* _TASK DESCRIPTION_
Return every line from the one with "Target: helmet facemask" through the one with "the football in", inclusive, exactly as it appears below.

(Natural-language object grounding data)
—————

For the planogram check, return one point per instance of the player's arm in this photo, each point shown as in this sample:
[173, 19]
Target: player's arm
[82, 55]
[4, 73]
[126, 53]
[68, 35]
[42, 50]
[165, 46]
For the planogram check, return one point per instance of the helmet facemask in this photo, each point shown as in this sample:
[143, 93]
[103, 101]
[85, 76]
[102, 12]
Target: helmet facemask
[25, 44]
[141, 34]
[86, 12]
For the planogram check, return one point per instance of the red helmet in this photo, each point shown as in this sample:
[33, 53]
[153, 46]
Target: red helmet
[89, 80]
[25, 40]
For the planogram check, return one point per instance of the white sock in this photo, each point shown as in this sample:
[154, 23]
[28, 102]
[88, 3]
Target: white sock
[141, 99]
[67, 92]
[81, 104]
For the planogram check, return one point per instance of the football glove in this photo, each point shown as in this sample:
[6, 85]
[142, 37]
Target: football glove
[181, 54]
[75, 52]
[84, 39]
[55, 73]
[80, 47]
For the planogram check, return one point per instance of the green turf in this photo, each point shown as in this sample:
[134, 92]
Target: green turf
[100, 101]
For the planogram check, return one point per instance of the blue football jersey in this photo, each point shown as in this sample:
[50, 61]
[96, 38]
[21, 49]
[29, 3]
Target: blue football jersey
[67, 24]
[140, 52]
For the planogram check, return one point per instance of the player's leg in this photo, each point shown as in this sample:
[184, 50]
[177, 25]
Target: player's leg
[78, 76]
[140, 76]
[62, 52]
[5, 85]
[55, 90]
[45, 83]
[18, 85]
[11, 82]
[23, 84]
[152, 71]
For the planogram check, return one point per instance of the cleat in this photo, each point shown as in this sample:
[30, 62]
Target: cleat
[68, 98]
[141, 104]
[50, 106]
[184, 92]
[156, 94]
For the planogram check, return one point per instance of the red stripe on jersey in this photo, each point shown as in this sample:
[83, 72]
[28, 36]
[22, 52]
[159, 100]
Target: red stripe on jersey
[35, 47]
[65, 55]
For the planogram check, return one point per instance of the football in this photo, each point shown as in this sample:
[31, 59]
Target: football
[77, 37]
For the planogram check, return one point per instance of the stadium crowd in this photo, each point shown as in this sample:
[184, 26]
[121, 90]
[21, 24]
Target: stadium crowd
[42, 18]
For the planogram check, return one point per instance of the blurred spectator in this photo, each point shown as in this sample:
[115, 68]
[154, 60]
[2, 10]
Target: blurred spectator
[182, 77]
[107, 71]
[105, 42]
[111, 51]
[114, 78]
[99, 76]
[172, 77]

—————

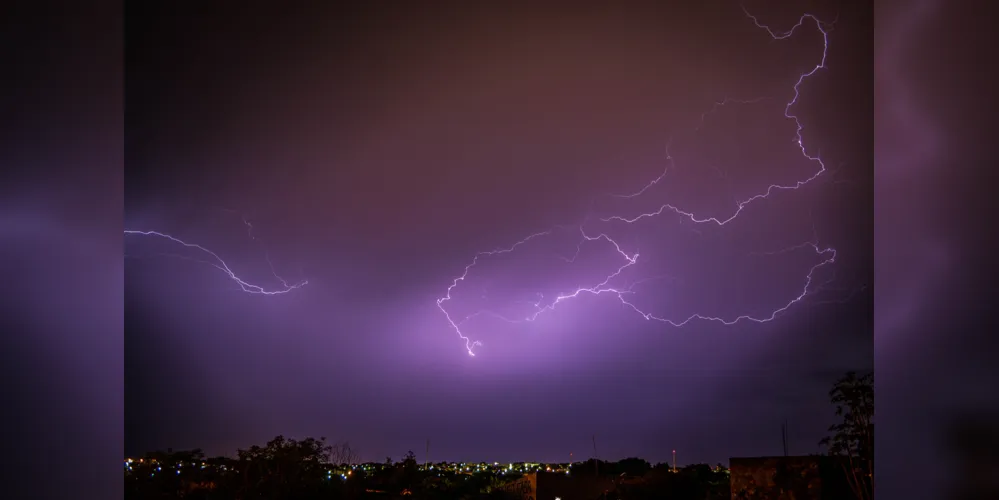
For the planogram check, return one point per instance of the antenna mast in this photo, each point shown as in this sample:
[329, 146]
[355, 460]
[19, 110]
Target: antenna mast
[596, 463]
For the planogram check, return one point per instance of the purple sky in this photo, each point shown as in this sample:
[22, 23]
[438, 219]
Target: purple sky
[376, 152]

—————

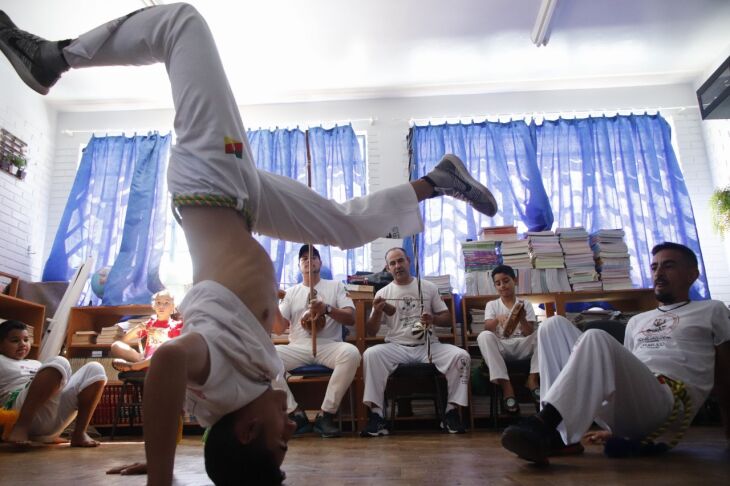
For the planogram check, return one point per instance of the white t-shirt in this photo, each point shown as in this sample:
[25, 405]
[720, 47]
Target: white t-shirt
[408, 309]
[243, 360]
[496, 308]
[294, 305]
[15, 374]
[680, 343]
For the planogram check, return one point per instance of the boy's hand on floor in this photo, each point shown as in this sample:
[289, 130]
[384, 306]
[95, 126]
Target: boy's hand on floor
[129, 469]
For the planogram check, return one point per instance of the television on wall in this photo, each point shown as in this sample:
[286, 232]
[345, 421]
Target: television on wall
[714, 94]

—————

* _TASK OUTPUT_
Target: helmet facemask
[25, 44]
[141, 34]
[86, 12]
For the planogram check, return one point per instance of the red helmet in this photo, each point shown as in this sample:
[33, 53]
[153, 46]
Target: red helmet
[89, 80]
[25, 40]
For the planogram check, return one point per instance of the white sock in this photo, each point shown as in this sample:
[154, 23]
[28, 102]
[88, 3]
Target: white sock
[141, 99]
[67, 92]
[81, 104]
For the planogram check, return one point per instance of the football glove in this photo, each point shown as in this sample:
[6, 85]
[142, 37]
Target: football glove
[181, 54]
[75, 52]
[84, 39]
[55, 73]
[80, 47]
For the planogram check, return one point per instance of the green turf in this photo, each point shown as in this sample:
[134, 92]
Target: green turf
[100, 101]
For the planogram check, return one point per instance of the blue football jersey in this photo, each point shown as in this sample:
[50, 61]
[96, 38]
[21, 49]
[29, 3]
Target: blue football jersey
[67, 24]
[140, 52]
For the planogram check, return one point per instance of the player's leg in this photo, each point shown as in this sample:
[184, 50]
[177, 25]
Target: player's leg
[78, 76]
[140, 76]
[62, 52]
[5, 85]
[55, 90]
[45, 83]
[18, 85]
[11, 82]
[23, 84]
[152, 71]
For the planogram check, return one point per instance of the cleat in this photo, each point shown as in this sample:
[30, 62]
Target: cleat
[68, 98]
[141, 104]
[50, 106]
[184, 92]
[156, 94]
For the planogram check, return one point per instance of the red stripe on jersey in this photo, each point shown as in this sample:
[83, 72]
[28, 36]
[22, 52]
[159, 100]
Target: red stripe on jersey
[35, 47]
[65, 55]
For the planogram check, return one point per instance of the football in this photo, each point shown as in this sample:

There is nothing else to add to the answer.